Output the lines below verbatim, from first to last.

--------------------

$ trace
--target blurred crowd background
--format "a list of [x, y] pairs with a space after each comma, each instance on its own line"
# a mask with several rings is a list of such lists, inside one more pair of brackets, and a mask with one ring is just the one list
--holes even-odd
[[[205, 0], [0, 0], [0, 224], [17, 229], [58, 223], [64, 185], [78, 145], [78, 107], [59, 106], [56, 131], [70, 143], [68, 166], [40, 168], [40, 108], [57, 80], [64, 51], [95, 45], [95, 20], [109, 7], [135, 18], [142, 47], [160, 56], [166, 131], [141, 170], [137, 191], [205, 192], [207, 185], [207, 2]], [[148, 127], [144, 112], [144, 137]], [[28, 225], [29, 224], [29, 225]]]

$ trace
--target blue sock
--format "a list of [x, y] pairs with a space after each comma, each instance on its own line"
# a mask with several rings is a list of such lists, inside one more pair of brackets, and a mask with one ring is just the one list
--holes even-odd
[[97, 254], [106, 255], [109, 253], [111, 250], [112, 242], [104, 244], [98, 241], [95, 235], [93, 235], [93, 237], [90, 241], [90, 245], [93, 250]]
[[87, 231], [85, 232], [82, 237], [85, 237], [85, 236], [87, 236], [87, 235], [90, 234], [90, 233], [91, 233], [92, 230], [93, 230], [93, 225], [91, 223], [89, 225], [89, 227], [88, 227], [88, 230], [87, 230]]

--------------------

## Output below
$ trace
--target blurred crowd background
--format "a list of [x, y] pairs with a space after each comma, each instance on its own line"
# a mask with several rings is a list of such lists, inside one more pair of brackets, and a mask with one ring is just the one list
--holes even-odd
[[[205, 0], [0, 0], [0, 224], [17, 229], [58, 223], [64, 185], [78, 145], [78, 107], [59, 106], [56, 131], [70, 143], [68, 166], [40, 168], [40, 108], [57, 80], [64, 51], [95, 45], [95, 20], [109, 7], [135, 18], [142, 47], [160, 56], [166, 131], [141, 170], [137, 191], [205, 192], [207, 185], [207, 2]], [[148, 127], [144, 112], [144, 137]], [[28, 225], [29, 224], [29, 225]]]

$ trace
--target blue sock
--format "a list of [x, y] pairs with a space after each comma, each instance on its own line"
# a mask with several rings is a list of such lists, inside one more pair of brackets, and a mask with one ring is just the one list
--holes even-odd
[[97, 254], [106, 255], [109, 253], [111, 250], [112, 242], [104, 244], [98, 241], [95, 235], [93, 235], [93, 237], [90, 241], [90, 245], [93, 250]]
[[87, 231], [85, 232], [82, 237], [85, 237], [85, 236], [87, 236], [87, 235], [90, 234], [90, 233], [91, 233], [92, 230], [93, 230], [93, 225], [91, 223], [89, 225], [89, 227], [88, 227], [88, 230], [87, 230]]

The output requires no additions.